> SELECTED EXCERPT:
Plutonium oxybromide
- Names: Other names Plutonium oxide bromide

Identifiers
- 3D model (JSmol): Interactive image;

Properties
- Chemical formula: PuOBr
- Molar mass: 340 g/mol
- Appearance: dark green crystals
- Density: 9.00 g/cm^{3}
- Solubility in water: insoluble

Structure
- Crystal structure: tetragonal
- Space group: P4/nmm

Related compounds
- Other anions: Plutonium oxyfluoride Plutonium oxychloride Plutonium oxyiodide
- Other cations: Actinium oxybromide Neodymium oxybromide

= Plutonium oxybromide =

Plutonium oxybromide is an inorganic compound of plutonium, oxygen, and bromine with the chemical formula PuOBr.

> SUPPLIED INFORMATION:
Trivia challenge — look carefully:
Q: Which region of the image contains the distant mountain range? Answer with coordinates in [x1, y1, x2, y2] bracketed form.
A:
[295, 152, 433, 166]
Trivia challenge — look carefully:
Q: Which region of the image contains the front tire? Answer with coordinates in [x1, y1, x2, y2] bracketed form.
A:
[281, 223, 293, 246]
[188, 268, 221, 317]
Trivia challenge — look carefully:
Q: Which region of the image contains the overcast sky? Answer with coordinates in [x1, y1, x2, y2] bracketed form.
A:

> TASK 1: Copy the part of the plutonium oxybromide text starting with "Related compounds" and going on through "chemical formula PuOBr.".
> TASK 2: Summarize the plutonium oxybromide text in two sentences.

> ANSWER AREA 1:
Related compounds
- Other anions: Plutonium oxyfluoride Plutonium oxychloride Plutonium oxyiodide
- Other cations: Actinium oxybromide Neodymium oxybromide

= Plutonium oxybromide =

Plutonium oxybromide is an inorganic compound of plutonium, oxygen, and bromine with the chemical formula PuOBr.

> ANSWER AREA 2: Plutonium oxybromide is an inorganic compound of plutonium, oxygen, and bromine with the chemical formula PuOBr. It appears as dark green crystals that are insoluble in water, with a tetragonal crystal structure, a density of 9.00 g/cm^3, and a molar mass of 340 g/mol.